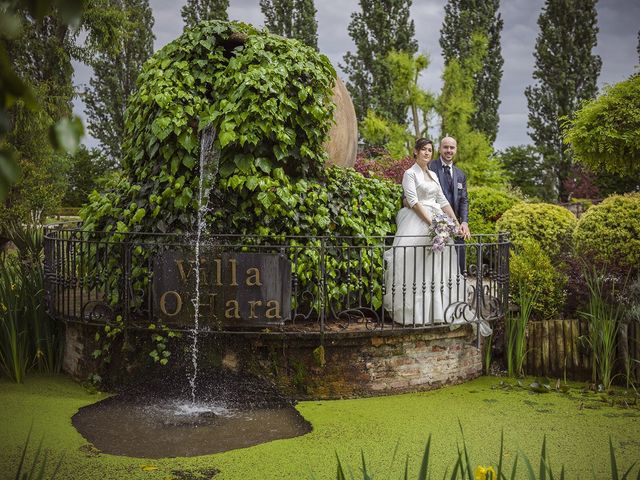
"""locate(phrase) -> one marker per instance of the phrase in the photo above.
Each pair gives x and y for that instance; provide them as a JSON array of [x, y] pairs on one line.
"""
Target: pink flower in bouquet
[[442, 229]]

++++++++

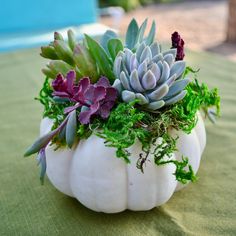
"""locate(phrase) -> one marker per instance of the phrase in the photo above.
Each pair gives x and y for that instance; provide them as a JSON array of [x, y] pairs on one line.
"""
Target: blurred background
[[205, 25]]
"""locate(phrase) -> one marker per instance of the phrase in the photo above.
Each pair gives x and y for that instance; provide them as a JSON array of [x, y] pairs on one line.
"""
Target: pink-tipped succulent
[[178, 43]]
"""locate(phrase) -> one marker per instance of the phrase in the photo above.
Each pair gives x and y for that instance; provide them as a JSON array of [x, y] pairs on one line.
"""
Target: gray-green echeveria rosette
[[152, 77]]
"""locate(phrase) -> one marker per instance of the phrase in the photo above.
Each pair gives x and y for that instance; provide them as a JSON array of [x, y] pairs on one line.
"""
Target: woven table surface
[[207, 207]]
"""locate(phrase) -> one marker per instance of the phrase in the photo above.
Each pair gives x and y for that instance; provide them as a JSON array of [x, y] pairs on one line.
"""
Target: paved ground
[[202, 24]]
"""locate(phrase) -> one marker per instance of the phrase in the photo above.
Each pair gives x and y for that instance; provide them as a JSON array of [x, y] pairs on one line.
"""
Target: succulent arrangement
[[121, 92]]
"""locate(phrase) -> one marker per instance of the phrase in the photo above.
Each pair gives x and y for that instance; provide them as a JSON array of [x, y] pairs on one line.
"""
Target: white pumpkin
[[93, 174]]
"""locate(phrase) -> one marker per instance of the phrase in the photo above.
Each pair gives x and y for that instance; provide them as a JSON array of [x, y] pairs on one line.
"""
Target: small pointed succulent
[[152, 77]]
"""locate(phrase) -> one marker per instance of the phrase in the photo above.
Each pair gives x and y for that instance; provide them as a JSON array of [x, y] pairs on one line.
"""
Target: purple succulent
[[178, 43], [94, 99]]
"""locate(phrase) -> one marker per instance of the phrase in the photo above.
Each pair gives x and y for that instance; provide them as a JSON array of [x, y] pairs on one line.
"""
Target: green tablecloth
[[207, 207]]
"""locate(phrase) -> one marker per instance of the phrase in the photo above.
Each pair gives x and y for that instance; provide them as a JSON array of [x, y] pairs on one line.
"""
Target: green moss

++++++++

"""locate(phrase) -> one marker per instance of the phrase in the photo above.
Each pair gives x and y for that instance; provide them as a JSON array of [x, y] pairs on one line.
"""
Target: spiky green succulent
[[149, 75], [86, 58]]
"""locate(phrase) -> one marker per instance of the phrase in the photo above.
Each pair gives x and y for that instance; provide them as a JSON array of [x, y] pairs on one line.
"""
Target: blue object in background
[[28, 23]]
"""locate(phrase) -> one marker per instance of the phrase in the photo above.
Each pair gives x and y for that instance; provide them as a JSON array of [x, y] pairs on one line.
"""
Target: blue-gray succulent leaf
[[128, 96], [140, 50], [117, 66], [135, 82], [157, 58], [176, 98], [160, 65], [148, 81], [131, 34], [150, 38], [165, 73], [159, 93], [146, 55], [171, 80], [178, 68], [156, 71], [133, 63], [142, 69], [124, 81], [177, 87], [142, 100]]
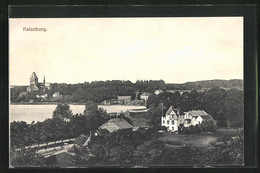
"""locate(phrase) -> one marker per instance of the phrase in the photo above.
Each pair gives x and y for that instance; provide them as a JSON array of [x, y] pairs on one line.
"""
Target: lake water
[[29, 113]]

++++++++

_Description of the task_.
Copy out every line of the records above that includes the word "green".

_Output of the task_.
Target: gray-green echeveria rosette
Target: green tablecloth
Target: green moss
Target: spiky green succulent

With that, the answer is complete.